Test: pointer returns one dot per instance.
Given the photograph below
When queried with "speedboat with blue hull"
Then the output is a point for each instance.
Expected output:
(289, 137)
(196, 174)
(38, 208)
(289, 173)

-=-=-=-=-

> [Activity]
This task calls for the number of lines in the entries that contain the string "instance", with no accompanying text.

> [Solution]
2